(Aim of the exercise) Reproduce the following records verbatim, leaving out the pictures.

Some records
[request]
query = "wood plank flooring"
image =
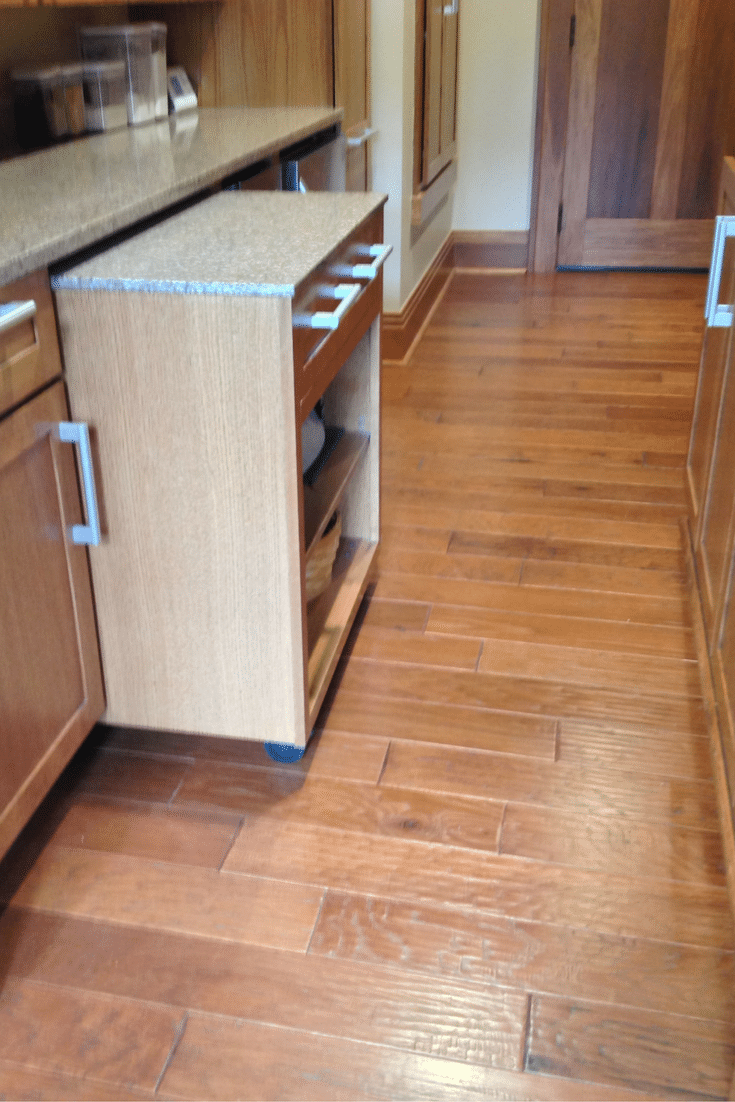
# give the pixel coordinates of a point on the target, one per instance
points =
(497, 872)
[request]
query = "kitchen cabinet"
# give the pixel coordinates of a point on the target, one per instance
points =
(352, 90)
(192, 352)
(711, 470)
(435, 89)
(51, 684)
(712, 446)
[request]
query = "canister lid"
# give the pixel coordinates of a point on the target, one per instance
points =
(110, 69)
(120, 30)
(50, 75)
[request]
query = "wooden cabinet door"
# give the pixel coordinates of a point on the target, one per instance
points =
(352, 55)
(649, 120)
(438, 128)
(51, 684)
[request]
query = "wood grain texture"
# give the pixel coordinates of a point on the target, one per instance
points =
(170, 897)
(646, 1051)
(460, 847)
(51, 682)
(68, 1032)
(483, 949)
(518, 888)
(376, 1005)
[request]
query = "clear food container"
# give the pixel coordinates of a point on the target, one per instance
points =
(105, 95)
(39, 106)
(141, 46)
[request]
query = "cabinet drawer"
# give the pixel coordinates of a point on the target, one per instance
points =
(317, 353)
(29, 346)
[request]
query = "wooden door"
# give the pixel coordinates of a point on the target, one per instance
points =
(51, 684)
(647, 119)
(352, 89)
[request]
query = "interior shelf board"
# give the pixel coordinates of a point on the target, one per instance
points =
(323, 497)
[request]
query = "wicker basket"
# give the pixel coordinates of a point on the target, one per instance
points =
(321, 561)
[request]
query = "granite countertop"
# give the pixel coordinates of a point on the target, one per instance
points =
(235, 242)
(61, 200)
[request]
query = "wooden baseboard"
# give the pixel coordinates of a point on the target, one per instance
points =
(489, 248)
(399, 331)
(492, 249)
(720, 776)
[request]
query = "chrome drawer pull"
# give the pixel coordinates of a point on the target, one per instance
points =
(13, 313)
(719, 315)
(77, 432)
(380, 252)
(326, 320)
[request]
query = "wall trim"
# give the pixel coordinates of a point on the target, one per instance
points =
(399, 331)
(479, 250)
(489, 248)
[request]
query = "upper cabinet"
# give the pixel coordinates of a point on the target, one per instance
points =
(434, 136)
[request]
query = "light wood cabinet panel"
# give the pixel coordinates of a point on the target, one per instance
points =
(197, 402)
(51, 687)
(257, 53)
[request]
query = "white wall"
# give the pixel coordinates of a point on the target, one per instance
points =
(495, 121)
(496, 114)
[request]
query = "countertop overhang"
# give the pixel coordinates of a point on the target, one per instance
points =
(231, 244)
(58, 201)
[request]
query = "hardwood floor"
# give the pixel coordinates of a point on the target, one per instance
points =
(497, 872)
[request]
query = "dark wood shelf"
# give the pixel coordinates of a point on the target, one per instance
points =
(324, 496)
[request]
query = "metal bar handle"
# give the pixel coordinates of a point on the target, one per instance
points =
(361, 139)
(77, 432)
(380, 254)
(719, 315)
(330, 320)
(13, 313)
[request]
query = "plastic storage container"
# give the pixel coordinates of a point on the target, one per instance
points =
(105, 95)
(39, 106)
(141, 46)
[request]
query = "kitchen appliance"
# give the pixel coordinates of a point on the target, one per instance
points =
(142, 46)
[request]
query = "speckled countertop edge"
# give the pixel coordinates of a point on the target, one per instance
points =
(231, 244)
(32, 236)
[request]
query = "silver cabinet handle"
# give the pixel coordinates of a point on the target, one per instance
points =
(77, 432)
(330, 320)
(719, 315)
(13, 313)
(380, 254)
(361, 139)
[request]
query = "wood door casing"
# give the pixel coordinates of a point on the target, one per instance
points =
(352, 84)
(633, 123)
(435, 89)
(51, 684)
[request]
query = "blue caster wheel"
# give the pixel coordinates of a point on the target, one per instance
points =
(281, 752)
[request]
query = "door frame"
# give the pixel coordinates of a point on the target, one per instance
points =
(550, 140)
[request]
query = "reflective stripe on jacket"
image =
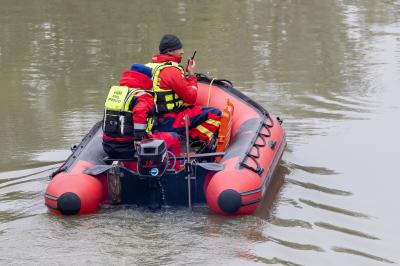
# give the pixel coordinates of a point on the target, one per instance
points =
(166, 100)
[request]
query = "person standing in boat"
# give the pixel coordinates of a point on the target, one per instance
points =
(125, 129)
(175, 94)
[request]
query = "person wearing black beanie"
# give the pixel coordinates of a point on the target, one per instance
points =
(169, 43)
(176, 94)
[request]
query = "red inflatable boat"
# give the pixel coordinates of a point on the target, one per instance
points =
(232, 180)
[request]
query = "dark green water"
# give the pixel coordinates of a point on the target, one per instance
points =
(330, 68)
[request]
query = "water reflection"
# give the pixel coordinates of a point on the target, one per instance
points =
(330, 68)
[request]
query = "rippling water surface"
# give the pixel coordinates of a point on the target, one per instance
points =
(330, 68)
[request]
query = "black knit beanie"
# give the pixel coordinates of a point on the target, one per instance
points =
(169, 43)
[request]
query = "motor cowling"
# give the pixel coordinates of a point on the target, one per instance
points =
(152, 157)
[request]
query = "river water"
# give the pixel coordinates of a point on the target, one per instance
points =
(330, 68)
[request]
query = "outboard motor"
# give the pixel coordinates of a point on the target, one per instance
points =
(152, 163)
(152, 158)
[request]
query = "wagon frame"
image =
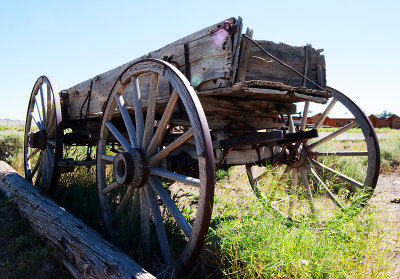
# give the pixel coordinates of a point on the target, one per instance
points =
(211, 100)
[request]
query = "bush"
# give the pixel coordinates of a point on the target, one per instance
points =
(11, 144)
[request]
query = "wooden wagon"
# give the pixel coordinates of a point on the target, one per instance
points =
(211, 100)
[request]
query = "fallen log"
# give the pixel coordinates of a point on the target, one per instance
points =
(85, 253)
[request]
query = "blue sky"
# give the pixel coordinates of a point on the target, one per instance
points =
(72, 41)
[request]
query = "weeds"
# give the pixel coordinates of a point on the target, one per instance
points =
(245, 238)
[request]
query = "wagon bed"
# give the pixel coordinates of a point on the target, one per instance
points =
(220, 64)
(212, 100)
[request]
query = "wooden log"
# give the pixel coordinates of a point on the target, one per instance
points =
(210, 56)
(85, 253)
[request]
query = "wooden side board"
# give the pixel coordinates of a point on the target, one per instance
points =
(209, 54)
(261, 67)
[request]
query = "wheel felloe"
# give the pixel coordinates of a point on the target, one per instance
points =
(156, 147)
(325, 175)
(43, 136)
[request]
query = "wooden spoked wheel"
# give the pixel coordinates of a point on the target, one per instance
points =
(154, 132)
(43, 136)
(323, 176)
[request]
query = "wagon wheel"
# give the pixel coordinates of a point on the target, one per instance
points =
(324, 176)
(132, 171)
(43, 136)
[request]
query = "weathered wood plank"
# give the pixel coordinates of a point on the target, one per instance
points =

(Exercise response)
[request]
query = "wood plank flooring"
image =
# give the pixel coordinates of a point on the target, one per instance
points =
(497, 872)
[request]
query = "kitchen cabinet"
# give the pixel coordinates of a point on the target, one per instance
points =
(352, 90)
(192, 352)
(711, 470)
(435, 89)
(51, 684)
(712, 446)
[request]
query = "canister lid"
# give the pixel coordinates of a point on the target, one per instance
points =
(110, 69)
(120, 30)
(50, 75)
[request]
query = "wooden cabinet door"
# give the pixel coordinates of a point on the target, one per instance
points =
(352, 55)
(649, 120)
(438, 128)
(51, 684)
[request]
query = "wood grain texture"
# give the pixel coordinates of a point on the target, one per instance
points =
(170, 897)
(646, 1051)
(460, 847)
(51, 682)
(68, 1032)
(483, 949)
(518, 888)
(376, 1005)
[request]
query = "clear food container"
# give the pixel coordinates of a point on the target, one per instance
points =
(105, 95)
(39, 106)
(141, 46)
[request]
query = "cabinet drawer"
# give the pixel coordinates of a point on the target, one per instance
points =
(317, 353)
(29, 346)
[request]
query = "wooden door"
# give the pixel coordinates of a point on the target, one per instance
points =
(51, 684)
(647, 119)
(352, 89)
[request]
query = "interior shelf board"
# give the pixel coordinates of a point on the target, one per instance
points =
(323, 497)
[request]
query = "wicker basket"
# give the pixel coordinates of a point on the target, one per instance
points =
(321, 561)
[request]
query = "granite countertop"
# give the pixel coordinates of a point on the target, one per instance
points =
(235, 242)
(61, 200)
[request]
query = "wooden baseboard"
# give the pixel coordinates of a point on the target, one per instance
points =
(489, 248)
(399, 331)
(492, 249)
(720, 776)
[request]
query = "chrome drawer pull"
# give the pixel coordinates of a point on the target, one per instance
points =
(13, 313)
(719, 315)
(77, 432)
(380, 252)
(326, 320)
[request]
query = "wall trim"
# give the pixel coordinates of a point on the target, one per instance
points =
(399, 331)
(479, 250)
(489, 248)
[request]
query = "upper cabinet"
# give the pixel coordinates of a point on the target, one per instance
points =
(434, 136)
[request]
query = "light wood cabinet panel"
# give the pixel coordinates of a point on the target, one per instance
points =
(197, 402)
(51, 687)
(257, 53)
[request]
query = "white wall"
# give the pixel coordinates of a point on the target, one per instance
points =
(495, 121)
(496, 114)
[request]
query = "countertop overhang"
# give the pixel coordinates of a point on the target, one per instance
points =
(231, 244)
(58, 201)
[request]
query = "hardwood floor"
# give the pixel coordinates of a point on the target, one per instance
points =
(497, 872)
[request]
query = "dark wood shelf"
# give the pixel coordinates of a point on the target, one per instance
points =
(324, 496)
[request]
query = "metal bar handle"
# give the pixel coordinates of a point on the target, one per instance
points =
(361, 139)
(77, 432)
(380, 254)
(719, 315)
(330, 320)
(13, 313)
[request]
query = "plastic storage container"
# give the pixel coordinates of a point on the target, one per instance
points =
(105, 95)
(39, 106)
(141, 46)
[request]
query = "kitchen appliance"
# give the pixel coordinates of a point on the target, one per instance
points =
(142, 46)
[request]
query = "speckled countertop edge"
# give the pixel coordinates of a point on the target, one per instance
points =
(231, 244)
(32, 236)
[request]
query = "silver cabinet handle"
# give the pixel coordinates of a point on the target, one per instance
points =
(77, 432)
(330, 320)
(719, 315)
(13, 313)
(380, 254)
(361, 139)
[request]
query = "wood door casing"
# give the pixel coordinates of a point on the target, one per instance
points =
(352, 84)
(633, 123)
(435, 89)
(51, 684)
[request]
query = "blue caster wheel"
# give the pixel coordinates of a point on the target, one per instance
points =
(281, 752)
[request]
query = "door frame"
# give the pixel coordinates of a point on the target, one per instance
points =
(550, 140)
[request]
query = "reflective stripe on jacket"
image =
# give the pixel coordinates of a point on the target, one per instance
points =
(166, 100)
[request]
query = "person standing in boat"
# give the pixel coordinates of a point on the target, one per instance
points =
(125, 129)
(175, 94)
[request]
query = "person wearing black beanie"
# give the pixel coordinates of a point on the target, one per instance
points =
(169, 43)
(176, 94)
[request]
query = "red inflatable boat"
# give the pixel coordinates of a point on the target, one per instance
points =
(232, 180)
[request]
query = "dark green water"
# give the pixel coordinates of a point on the target, one per instance
points =
(330, 68)
[request]
query = "water reflection"
# give the pixel coordinates of a point on the target, one per instance
points =
(330, 68)
[request]
query = "rippling water surface"
# give the pixel coordinates of a point on the target, one per instance
points =
(330, 68)
[request]
query = "black knit beanie"
# give the pixel coordinates of a point on the target, one per instance
points =
(169, 43)
[request]
query = "motor cowling"
# give the pixel coordinates of a point on the target, one per instance
points =
(152, 157)
[request]
query = "river water"
# give the pixel coordinates of a point on the target, one per instance
points =
(330, 68)
[request]
query = "outboard motor"
# give the pixel coordinates of a point on the target, one per instance
points =
(152, 163)
(152, 158)
[request]
query = "wagon frame"
image =
# give the pixel coordinates of a point on the target, one per instance
points =
(211, 100)
[request]
query = "bush"
# give the pixel coordinates of a point on the target, one per instance
points =
(11, 144)
[request]
query = "wooden wagon"
# give the pixel coordinates of a point on the target, one per instance
points =
(211, 100)
[request]
query = "fallen log"
# give the pixel coordinates of a point on the target, one per instance
points =
(85, 253)
[request]
query = "blue sky"
# give the pixel coordinates of a point on the target, one per instance
points =
(72, 41)
[request]
query = "weeds"
# give the pixel coordinates of a point on the target, one per instance
points =
(245, 238)
[request]
query = "wagon bed"
# give the pixel coordinates of a point on the target, one per instance
points =
(220, 64)
(212, 100)
[request]
query = "wooden log"
# give the pixel coordinates of a point on the target, one per instance
points =
(210, 56)
(85, 253)
[request]
query = "wooden side board"
# give the pixel coordinates of a point on the target, one per instance
points =
(209, 54)
(261, 67)
[request]
query = "wheel felloe"
# give the pixel coordinates of a point on the target, one per instance
points =
(156, 147)
(325, 175)
(43, 136)
[request]
query = "wooden spoked wheel"
# give the pixel coordinates of a point on the target, one per instance
points =
(154, 132)
(43, 136)
(323, 176)
[request]
query = "wagon wheel"
# give the pixel coordinates of a point on the target, one per instance
points =
(324, 176)
(132, 171)
(43, 136)
[request]
query = "weathered wood plank"
# give the pixel coordinates of a point on the target, one per instance
points =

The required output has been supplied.